Document text:
Why Veneers Are the Case Simulation Matters Most For
Veneers change the most visible part of the face for a five-figure investment, and the change is largely irreversible once teeth are prepped. That combination — high stakes, high visibility, low reversibility — is exactly the situation where "I can't picture it" kills the most cases. A simulation answers the one question every veneer patient actually has: what will I look like?
How It Works for a Veneer Case
- 1Ask the patient what they'd change — usually shade, shape, gaps, or specific teeth
- 2Take a frontal photo on any smartphone or tablet
- 3Generate the simulation — about 30 seconds for an image, under 2 minutes for a video of the patient smiling with the result
- 4Review it yourself before the patient sees it
- 5Reveal it and let the patient react, then adjust the plan to what they respond to
What the Simulation Should Show
A useful veneer simulation reflects the number of units under discussion (two versus ten looks and costs very differently), a shade the patient would actually choose rather than a maximally white default, and proportions matched to their face rather than a generic "perfect smile" template. Simulations that ignore any of these tend to either underwhelm or overpromise — both cost you credibility at the price conversation.

Task instructions:
a – Answer these questions about the text on veneer simulations, one answer per line, marked to match.
(i) About how long does it take to generate an image simulation?
(ii) What kind of photo is taken, and on what devices?
(iii) What shade should a useful veneer simulation show instead of "a maximally white default"?
b – Carry on the text on veneer simulations from the end of its last sentence.
The records that come next are separate material and unrelated to the text on veneer simulations.

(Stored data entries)

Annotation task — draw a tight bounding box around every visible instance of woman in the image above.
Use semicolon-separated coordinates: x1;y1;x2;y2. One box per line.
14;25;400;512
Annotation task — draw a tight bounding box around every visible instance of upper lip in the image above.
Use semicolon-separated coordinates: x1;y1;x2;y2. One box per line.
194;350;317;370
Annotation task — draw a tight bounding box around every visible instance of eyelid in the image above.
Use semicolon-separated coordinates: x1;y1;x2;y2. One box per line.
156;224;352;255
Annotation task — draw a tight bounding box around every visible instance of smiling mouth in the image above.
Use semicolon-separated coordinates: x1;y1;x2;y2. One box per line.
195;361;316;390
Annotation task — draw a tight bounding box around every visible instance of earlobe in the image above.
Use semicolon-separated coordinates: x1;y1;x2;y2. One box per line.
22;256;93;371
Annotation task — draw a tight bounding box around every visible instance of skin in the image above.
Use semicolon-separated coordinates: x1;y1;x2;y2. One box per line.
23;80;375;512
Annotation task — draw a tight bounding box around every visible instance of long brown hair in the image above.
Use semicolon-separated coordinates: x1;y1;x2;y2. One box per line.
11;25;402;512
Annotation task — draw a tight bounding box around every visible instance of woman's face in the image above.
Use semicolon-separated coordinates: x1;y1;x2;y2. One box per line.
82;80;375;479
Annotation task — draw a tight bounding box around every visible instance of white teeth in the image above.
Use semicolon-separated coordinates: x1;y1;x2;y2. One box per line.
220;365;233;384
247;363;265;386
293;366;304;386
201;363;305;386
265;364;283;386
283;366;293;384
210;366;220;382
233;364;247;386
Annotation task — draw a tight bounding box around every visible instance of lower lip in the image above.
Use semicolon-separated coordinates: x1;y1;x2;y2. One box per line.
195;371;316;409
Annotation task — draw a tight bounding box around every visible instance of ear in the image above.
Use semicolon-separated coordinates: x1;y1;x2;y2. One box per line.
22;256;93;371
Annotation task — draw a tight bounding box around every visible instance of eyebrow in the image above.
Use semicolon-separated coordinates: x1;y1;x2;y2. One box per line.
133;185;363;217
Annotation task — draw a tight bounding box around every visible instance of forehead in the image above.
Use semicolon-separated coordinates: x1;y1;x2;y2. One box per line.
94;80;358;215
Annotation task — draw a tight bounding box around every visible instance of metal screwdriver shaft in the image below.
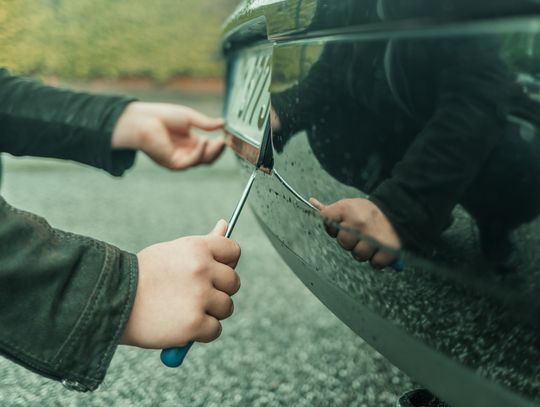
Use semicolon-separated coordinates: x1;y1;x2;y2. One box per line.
160;168;257;367
225;168;257;238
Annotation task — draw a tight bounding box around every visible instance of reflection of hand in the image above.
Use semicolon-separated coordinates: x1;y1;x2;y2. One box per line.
112;102;224;170
270;107;281;131
120;221;240;349
309;198;401;270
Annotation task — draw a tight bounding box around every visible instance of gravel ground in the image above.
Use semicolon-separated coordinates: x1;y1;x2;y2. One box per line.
0;86;416;407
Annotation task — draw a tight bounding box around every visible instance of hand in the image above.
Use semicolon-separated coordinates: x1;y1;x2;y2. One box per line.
120;220;240;349
111;102;225;170
309;198;401;270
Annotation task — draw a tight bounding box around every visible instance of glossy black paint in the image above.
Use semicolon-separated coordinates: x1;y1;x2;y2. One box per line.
224;0;540;407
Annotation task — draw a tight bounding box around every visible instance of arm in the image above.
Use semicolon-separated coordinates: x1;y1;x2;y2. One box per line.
0;198;240;391
0;72;236;391
0;69;135;175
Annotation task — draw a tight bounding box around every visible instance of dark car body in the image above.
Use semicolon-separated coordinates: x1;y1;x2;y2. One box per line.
219;0;540;407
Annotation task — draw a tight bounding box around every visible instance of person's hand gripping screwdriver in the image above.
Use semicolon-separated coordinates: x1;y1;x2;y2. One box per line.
120;220;240;366
161;168;257;367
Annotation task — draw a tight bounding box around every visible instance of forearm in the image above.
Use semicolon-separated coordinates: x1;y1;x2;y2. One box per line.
0;69;135;175
0;198;138;390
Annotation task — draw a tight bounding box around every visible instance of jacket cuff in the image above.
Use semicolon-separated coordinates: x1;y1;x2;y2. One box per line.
93;98;137;176
57;247;138;392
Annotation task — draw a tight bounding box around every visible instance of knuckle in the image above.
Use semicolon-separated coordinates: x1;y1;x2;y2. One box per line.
205;320;223;343
188;312;205;332
225;299;234;318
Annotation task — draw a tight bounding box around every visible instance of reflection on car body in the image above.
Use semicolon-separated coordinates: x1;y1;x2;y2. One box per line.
224;0;540;407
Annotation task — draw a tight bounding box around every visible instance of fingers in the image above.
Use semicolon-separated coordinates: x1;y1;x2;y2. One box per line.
212;264;240;296
206;291;234;321
309;198;338;238
208;219;227;236
208;235;242;269
171;137;208;170
351;240;376;262
202;136;225;164
192;314;223;343
309;198;400;270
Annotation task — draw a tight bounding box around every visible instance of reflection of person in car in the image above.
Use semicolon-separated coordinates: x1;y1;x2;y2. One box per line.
272;0;540;270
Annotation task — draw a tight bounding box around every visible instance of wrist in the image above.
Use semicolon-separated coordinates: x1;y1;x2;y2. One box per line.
111;102;144;150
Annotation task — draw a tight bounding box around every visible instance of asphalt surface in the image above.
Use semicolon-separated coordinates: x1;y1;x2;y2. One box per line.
0;89;417;407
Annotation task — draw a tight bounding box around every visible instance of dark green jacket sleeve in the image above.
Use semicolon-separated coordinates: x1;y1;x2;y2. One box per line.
0;70;138;391
0;198;137;391
0;69;135;175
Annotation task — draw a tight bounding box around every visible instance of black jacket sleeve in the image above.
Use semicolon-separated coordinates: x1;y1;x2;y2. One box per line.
0;198;137;391
370;38;509;250
0;70;138;391
0;69;135;175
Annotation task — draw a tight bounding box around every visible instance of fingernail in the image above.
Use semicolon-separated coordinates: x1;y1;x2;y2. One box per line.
214;219;227;230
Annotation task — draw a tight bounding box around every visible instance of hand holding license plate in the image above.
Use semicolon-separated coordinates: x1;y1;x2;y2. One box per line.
160;47;273;367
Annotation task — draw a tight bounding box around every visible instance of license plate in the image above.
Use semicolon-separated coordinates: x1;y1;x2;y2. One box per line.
225;46;272;147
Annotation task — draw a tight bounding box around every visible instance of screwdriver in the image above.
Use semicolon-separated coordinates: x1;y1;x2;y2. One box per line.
160;168;258;367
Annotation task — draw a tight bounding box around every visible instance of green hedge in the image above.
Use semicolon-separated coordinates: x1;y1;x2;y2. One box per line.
0;0;238;80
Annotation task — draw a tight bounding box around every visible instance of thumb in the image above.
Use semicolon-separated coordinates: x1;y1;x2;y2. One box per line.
309;198;327;211
208;219;227;236
189;111;225;131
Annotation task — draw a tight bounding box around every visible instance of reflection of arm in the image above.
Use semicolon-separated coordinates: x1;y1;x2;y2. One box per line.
0;198;137;390
272;44;335;151
0;69;135;175
370;41;507;247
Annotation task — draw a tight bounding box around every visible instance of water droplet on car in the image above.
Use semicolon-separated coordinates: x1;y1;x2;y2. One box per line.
519;125;534;143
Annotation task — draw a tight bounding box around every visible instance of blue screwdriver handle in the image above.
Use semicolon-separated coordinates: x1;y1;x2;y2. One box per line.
160;168;257;367
160;341;193;367
390;259;405;272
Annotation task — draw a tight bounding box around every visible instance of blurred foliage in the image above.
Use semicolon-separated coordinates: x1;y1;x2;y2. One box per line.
0;0;238;80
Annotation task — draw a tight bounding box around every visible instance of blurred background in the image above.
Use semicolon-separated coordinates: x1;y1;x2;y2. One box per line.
0;0;416;407
0;0;239;83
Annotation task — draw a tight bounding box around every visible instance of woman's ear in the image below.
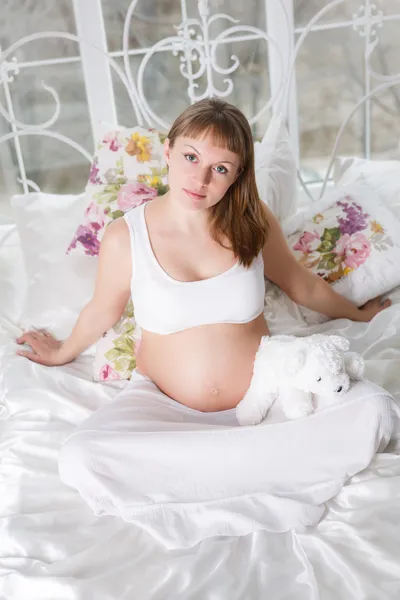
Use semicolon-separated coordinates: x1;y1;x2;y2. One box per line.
164;138;171;165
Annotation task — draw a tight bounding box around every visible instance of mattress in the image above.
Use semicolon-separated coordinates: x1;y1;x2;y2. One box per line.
0;220;400;600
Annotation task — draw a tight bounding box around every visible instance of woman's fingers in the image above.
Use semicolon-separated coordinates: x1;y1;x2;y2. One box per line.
17;350;42;364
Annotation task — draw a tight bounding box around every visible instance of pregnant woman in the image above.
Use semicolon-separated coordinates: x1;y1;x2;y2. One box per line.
18;99;393;545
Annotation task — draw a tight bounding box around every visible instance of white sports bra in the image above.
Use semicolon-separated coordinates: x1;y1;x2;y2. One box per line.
124;204;265;335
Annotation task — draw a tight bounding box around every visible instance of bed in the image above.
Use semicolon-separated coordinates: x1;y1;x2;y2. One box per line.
0;2;400;600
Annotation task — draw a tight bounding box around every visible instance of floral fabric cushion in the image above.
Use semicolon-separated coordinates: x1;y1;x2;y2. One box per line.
67;124;168;381
93;300;140;381
288;183;400;322
67;124;168;256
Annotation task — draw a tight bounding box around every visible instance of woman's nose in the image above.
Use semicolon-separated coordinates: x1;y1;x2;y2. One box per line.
195;169;211;187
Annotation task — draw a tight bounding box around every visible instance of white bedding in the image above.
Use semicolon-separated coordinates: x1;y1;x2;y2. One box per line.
0;221;400;600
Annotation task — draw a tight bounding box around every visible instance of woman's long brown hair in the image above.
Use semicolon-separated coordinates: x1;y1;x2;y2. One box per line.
168;98;268;267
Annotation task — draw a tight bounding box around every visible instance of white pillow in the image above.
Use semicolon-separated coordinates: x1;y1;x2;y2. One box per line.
333;157;400;214
285;182;400;323
254;115;297;221
11;192;97;339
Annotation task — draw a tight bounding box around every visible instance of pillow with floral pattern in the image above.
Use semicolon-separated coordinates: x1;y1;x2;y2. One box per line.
93;299;140;381
67;123;168;256
288;182;400;323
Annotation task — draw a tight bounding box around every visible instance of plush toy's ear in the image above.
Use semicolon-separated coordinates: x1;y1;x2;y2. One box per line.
287;348;307;375
329;335;350;352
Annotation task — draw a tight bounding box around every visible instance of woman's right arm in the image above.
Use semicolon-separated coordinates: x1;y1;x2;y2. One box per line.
17;219;132;366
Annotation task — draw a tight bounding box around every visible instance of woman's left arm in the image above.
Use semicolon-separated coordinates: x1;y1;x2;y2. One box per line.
263;206;391;322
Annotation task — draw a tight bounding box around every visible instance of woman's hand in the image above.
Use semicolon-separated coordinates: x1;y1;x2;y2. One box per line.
16;329;68;367
360;296;392;322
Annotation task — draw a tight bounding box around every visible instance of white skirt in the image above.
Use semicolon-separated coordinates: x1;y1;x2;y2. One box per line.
59;372;400;548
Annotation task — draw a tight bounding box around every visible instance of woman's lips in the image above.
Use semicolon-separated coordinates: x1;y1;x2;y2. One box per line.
183;188;206;200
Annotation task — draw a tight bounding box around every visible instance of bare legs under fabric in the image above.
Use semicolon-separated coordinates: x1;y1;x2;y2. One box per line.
59;372;400;548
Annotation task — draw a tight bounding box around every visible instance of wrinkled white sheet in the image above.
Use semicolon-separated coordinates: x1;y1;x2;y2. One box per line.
0;225;400;600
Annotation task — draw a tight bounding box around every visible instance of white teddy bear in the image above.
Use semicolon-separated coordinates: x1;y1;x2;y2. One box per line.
236;334;364;425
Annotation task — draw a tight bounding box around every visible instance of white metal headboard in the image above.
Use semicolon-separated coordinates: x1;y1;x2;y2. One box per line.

Solved tasks:
a –
(i) About 30 seconds.
(ii) A frontal photo, taken on any smartphone or tablet.
(iii) A shade the patient would actually choose.

b –
Where the Simulation Fits the Conversation
Show the result before the price, every time — a number attached to a face the patient doesn't recognize reads as a cost; the same number attached to their own simulated result reads as an investment. For the full sequence, including anchoring and per-unit pricing framing, see our guides on the veneer consultation script and presenting high-cost treatment plans.
The Economics
At $5 per simulation, the cost is trivial against case value: a single accepted 8-unit veneer case typically runs into five figures, so the simulation pays for itself hundreds of times over on one closed case. There's no reason to reserve it for "serious" prospects — run it on every veneer consultation.